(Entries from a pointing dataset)
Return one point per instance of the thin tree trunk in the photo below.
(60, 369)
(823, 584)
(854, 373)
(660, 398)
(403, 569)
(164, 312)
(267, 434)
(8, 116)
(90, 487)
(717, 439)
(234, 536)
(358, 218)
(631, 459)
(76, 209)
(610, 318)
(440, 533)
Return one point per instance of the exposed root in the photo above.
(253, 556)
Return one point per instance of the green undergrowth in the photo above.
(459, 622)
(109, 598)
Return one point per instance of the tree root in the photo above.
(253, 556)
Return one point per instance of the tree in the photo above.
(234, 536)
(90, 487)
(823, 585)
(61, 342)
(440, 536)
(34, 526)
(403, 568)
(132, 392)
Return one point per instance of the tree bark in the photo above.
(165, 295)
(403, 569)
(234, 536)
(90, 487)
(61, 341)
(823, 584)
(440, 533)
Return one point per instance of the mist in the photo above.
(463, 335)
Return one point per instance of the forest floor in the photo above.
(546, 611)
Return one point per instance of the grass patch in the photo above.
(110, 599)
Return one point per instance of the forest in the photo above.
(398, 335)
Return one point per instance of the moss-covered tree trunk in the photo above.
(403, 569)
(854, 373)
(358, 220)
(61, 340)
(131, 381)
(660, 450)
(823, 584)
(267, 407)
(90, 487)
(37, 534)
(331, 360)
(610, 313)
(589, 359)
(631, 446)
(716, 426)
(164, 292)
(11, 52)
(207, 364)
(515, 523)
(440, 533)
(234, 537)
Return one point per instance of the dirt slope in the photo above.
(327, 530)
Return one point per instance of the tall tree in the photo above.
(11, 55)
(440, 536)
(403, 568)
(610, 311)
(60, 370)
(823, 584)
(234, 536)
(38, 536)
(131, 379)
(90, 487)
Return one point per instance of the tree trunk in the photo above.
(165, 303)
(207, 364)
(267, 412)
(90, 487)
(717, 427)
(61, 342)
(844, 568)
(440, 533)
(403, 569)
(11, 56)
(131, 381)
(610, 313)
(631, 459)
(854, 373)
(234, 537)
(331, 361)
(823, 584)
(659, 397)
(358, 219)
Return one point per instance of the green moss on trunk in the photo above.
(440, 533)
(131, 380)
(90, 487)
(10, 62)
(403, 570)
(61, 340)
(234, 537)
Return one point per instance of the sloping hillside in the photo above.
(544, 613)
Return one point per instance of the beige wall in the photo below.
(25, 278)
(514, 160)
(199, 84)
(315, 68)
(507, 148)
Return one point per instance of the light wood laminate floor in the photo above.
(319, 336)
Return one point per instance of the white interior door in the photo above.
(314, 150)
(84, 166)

Stated problem: Copy out every one of the records above, word for word and line for line, with nothing altered.

Exercise output:
Return one point per instance of the thin tree trunk in the photo below.
(60, 369)
(823, 584)
(854, 373)
(660, 398)
(403, 569)
(164, 312)
(267, 434)
(8, 116)
(90, 487)
(717, 439)
(234, 536)
(358, 218)
(631, 459)
(76, 209)
(610, 318)
(440, 533)
Return one point per instance of the exposed root in the photo above.
(253, 556)
Return one point per instance of the green undergrowth in the photo above.
(459, 622)
(109, 598)
Return one point per instance of the tree root in the photo above.
(253, 556)
Return one point per instance of the tree in the photo above.
(234, 536)
(90, 487)
(823, 585)
(61, 342)
(440, 536)
(34, 526)
(403, 568)
(132, 392)
Return one point per instance of the tree bark in the photo above.
(165, 295)
(403, 569)
(234, 536)
(90, 487)
(61, 341)
(823, 584)
(440, 533)
Return one point per instance of the mist in the photo above.
(463, 335)
Return one point per instance of the forest floor in the photo above.
(546, 611)
Return one point per instance of the grass patch in the photo above.
(110, 599)
Return one point per instance of the forest in the photo above.
(398, 335)
Return one point per instance of the moss-covered tree trunk in the photo above.
(403, 569)
(854, 373)
(358, 220)
(61, 340)
(131, 381)
(660, 450)
(823, 584)
(267, 407)
(90, 487)
(37, 534)
(331, 360)
(610, 313)
(589, 359)
(631, 446)
(716, 426)
(164, 292)
(11, 52)
(207, 364)
(515, 523)
(440, 533)
(234, 537)
Return one point per instance of the dirt slope in the photo above.
(327, 530)
Return one point per instance of the tall tree in the photo above.
(11, 55)
(440, 536)
(403, 568)
(610, 311)
(60, 370)
(823, 584)
(234, 536)
(38, 536)
(131, 379)
(90, 487)
Return one point per instance of the tree trunk in the photo above.
(165, 303)
(207, 364)
(267, 412)
(90, 487)
(717, 427)
(61, 342)
(844, 568)
(440, 533)
(403, 569)
(11, 56)
(131, 381)
(610, 313)
(631, 459)
(854, 373)
(234, 537)
(331, 361)
(823, 584)
(659, 397)
(358, 219)
Return one point per instance of the green moss on trunk in the photo above.
(440, 533)
(131, 380)
(90, 487)
(10, 62)
(403, 570)
(61, 340)
(234, 537)
Return one point per instance of the sloping hillside in the photo above.
(544, 613)
Return one point per instance of the beige wall in the photo below.
(25, 278)
(514, 160)
(199, 84)
(315, 68)
(507, 148)
Return one point per instance of the light wood laminate floor in the photo above.
(319, 336)
Return one point per instance of the white interior door in the photo above.
(314, 150)
(84, 166)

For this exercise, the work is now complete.